Photo labels with bounding boxes
>> START

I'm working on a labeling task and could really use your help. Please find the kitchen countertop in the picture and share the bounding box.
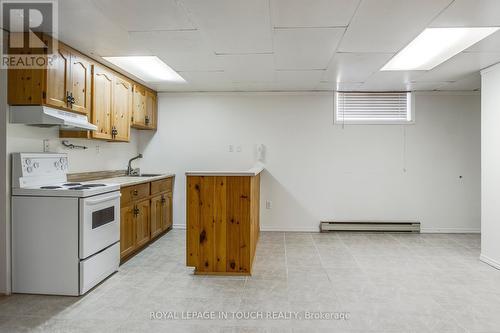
[88,173,175,187]
[186,163,264,176]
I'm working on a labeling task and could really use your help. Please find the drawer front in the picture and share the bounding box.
[151,178,172,194]
[121,183,149,206]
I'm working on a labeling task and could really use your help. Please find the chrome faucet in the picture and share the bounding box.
[127,154,142,176]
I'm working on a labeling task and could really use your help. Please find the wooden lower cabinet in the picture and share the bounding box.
[151,192,172,238]
[120,178,173,260]
[120,206,137,258]
[186,174,260,275]
[135,199,151,247]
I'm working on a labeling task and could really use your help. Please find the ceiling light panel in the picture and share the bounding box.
[382,27,499,71]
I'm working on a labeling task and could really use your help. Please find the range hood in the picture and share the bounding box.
[10,105,97,131]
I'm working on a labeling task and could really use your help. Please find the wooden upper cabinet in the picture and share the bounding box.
[112,76,132,141]
[91,65,114,140]
[44,44,71,108]
[69,52,92,114]
[132,84,146,127]
[8,36,92,115]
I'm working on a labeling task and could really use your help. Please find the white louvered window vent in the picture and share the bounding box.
[335,91,414,125]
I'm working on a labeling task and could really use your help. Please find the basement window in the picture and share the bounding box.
[335,91,414,125]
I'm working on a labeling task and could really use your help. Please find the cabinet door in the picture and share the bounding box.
[70,52,92,114]
[44,44,71,108]
[92,65,113,140]
[132,84,146,127]
[145,90,158,129]
[120,206,136,259]
[151,195,164,238]
[135,199,151,247]
[112,76,132,141]
[162,192,173,230]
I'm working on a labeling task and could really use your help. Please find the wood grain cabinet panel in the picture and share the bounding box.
[135,199,151,247]
[120,205,137,258]
[120,177,173,261]
[91,65,113,140]
[45,45,71,108]
[113,76,132,141]
[132,84,158,130]
[69,51,92,115]
[132,84,146,127]
[151,195,163,238]
[145,90,158,130]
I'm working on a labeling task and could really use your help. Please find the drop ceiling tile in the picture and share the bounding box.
[361,71,421,91]
[414,52,500,82]
[129,30,223,71]
[271,0,360,27]
[216,54,274,82]
[275,70,325,85]
[431,0,500,27]
[91,0,195,31]
[406,82,450,91]
[274,28,345,69]
[182,0,272,54]
[439,73,481,91]
[179,71,231,87]
[323,53,394,82]
[315,81,363,91]
[339,0,452,53]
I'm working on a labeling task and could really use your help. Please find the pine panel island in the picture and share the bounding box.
[186,165,263,275]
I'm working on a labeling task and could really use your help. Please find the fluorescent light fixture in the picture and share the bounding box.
[381,27,499,71]
[102,56,186,82]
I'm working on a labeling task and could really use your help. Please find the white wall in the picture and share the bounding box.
[7,124,138,173]
[481,65,500,269]
[139,93,480,232]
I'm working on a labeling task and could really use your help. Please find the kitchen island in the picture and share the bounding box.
[186,165,264,275]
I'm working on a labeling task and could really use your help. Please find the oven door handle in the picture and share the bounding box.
[85,192,122,206]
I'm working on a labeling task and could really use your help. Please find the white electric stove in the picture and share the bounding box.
[12,153,120,296]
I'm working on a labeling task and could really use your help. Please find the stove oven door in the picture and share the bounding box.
[80,191,120,259]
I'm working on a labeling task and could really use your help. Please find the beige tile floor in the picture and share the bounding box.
[0,230,500,333]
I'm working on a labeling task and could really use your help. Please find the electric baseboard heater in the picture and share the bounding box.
[320,221,420,232]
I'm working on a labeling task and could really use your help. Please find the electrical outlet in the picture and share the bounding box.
[43,139,50,153]
[266,200,273,209]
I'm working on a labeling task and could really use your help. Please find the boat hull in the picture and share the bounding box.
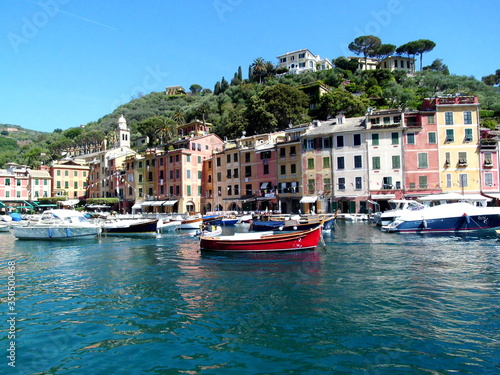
[13,226,101,240]
[200,225,322,252]
[383,215,500,233]
[382,203,500,233]
[179,217,203,230]
[102,220,158,236]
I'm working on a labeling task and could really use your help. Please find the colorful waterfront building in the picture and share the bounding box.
[0,163,30,212]
[276,124,311,214]
[366,109,404,204]
[50,159,90,200]
[479,129,500,200]
[401,109,442,198]
[423,96,481,194]
[236,131,285,212]
[156,121,224,213]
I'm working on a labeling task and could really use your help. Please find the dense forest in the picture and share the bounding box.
[0,37,500,168]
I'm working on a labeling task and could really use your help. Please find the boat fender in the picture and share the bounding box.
[422,219,427,228]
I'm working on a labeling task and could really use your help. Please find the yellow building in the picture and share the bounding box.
[424,96,481,194]
[50,160,89,199]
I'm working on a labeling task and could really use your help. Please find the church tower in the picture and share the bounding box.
[117,115,130,148]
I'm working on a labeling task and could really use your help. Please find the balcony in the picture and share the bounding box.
[436,96,478,105]
[479,138,498,149]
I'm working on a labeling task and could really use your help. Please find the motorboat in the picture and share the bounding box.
[179,217,203,230]
[193,224,222,237]
[382,202,500,233]
[12,209,102,240]
[102,219,158,236]
[372,199,425,226]
[250,215,337,232]
[157,219,182,233]
[200,224,323,253]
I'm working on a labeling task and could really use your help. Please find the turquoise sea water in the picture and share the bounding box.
[0,222,500,374]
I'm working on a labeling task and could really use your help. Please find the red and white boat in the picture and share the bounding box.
[200,225,323,252]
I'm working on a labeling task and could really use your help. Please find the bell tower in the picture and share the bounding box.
[117,114,130,148]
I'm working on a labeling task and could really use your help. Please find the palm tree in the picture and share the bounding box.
[252,57,267,83]
[172,109,186,124]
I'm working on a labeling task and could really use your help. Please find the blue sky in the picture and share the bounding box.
[0,0,500,132]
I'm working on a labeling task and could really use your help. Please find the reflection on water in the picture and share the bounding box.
[0,222,500,374]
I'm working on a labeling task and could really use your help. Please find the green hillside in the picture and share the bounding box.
[0,58,500,167]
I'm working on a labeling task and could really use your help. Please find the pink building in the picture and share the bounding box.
[403,110,441,197]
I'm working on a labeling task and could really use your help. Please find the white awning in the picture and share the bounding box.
[299,195,318,203]
[371,194,396,199]
[61,199,80,206]
[483,192,500,199]
[165,199,177,206]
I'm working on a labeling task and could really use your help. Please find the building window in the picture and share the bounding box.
[444,112,453,125]
[323,178,332,192]
[418,176,427,189]
[338,177,345,190]
[484,152,493,165]
[427,132,437,144]
[445,129,455,142]
[307,158,314,169]
[337,135,344,148]
[406,133,415,145]
[337,156,345,169]
[305,139,314,150]
[354,155,363,168]
[464,111,472,125]
[321,137,332,148]
[323,156,330,168]
[307,179,315,194]
[484,172,493,186]
[418,152,429,168]
[391,133,399,145]
[458,152,467,166]
[354,177,363,190]
[382,177,394,189]
[458,173,469,187]
[392,155,401,169]
[464,128,474,142]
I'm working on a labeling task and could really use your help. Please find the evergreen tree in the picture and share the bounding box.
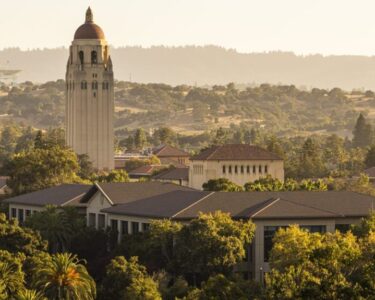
[365,145,375,168]
[353,114,372,147]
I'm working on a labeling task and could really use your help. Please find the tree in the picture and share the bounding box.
[35,253,96,300]
[0,214,47,256]
[298,138,326,178]
[99,256,161,300]
[353,113,372,147]
[4,147,81,195]
[186,274,261,300]
[134,128,147,149]
[266,226,375,299]
[202,178,243,192]
[94,170,129,182]
[14,289,47,300]
[0,251,25,299]
[25,206,85,253]
[365,145,375,168]
[175,212,255,276]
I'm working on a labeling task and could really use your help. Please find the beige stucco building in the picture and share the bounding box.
[189,144,284,189]
[66,8,114,170]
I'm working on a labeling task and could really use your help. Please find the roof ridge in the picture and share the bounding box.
[280,198,345,217]
[170,192,215,219]
[250,197,281,219]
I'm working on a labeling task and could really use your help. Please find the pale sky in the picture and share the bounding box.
[0,0,375,55]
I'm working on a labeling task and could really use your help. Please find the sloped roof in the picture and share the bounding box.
[191,144,283,160]
[129,165,164,176]
[102,190,210,218]
[3,184,92,206]
[81,181,196,205]
[153,168,189,180]
[0,176,8,189]
[152,145,190,157]
[365,167,375,177]
[176,191,375,219]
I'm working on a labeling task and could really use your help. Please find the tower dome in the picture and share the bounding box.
[74,7,105,40]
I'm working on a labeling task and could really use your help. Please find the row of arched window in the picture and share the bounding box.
[81,81,109,90]
[223,165,268,174]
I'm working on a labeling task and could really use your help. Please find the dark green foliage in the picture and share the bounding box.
[202,178,243,192]
[353,114,373,147]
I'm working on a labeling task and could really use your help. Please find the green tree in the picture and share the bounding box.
[266,226,375,299]
[365,145,375,168]
[0,214,47,256]
[134,128,147,149]
[186,274,261,300]
[14,289,47,300]
[202,178,243,192]
[35,253,96,300]
[352,113,373,147]
[175,212,255,276]
[25,206,85,253]
[99,256,161,300]
[4,147,81,195]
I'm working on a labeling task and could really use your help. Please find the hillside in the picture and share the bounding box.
[0,80,375,136]
[0,46,375,91]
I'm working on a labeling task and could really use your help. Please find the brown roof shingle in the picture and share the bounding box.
[191,144,283,160]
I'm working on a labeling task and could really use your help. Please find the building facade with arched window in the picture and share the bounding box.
[189,144,284,189]
[65,8,114,170]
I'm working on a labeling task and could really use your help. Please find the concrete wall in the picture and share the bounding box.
[189,160,284,189]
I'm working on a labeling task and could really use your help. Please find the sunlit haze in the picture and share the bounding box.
[0,0,375,55]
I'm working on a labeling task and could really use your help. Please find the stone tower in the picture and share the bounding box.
[65,7,114,170]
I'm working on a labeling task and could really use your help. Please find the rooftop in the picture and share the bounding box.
[152,145,190,158]
[3,184,92,206]
[191,144,283,160]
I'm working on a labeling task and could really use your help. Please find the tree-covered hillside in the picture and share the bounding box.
[0,80,375,136]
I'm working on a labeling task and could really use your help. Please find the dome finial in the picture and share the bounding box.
[86,6,94,23]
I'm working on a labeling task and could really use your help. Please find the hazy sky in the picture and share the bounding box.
[0,0,375,55]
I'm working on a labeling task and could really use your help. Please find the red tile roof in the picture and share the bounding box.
[191,144,283,160]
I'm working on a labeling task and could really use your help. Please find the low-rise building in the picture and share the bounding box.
[152,145,190,167]
[7,181,375,280]
[189,144,284,189]
[152,168,189,186]
[2,184,91,223]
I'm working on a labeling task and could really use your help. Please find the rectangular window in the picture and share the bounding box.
[300,225,327,233]
[98,214,105,229]
[142,223,150,231]
[132,222,139,234]
[89,213,96,227]
[264,226,287,262]
[111,219,118,231]
[335,224,351,233]
[18,208,25,223]
[121,221,129,234]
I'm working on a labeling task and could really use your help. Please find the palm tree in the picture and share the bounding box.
[35,253,96,300]
[0,262,24,297]
[14,289,47,300]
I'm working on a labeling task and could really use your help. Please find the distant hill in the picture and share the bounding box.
[0,46,375,90]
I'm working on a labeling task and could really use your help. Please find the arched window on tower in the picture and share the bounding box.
[78,51,85,65]
[91,51,98,64]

>> END

> _What is being asked_: In the data above, copy out verbatim every line from the line with "find the cabinet" to the line with "[162,192,173,230]", including both of those lines.

> _The answer_:
I'm working on a labeling task and could really use your help. Please find the cabinet door in the picture and share the bounding box.
[70,52,92,114]
[44,44,71,108]
[92,65,113,140]
[132,84,146,127]
[145,90,158,129]
[120,206,136,259]
[151,195,164,238]
[135,199,151,247]
[112,76,132,141]
[162,192,173,230]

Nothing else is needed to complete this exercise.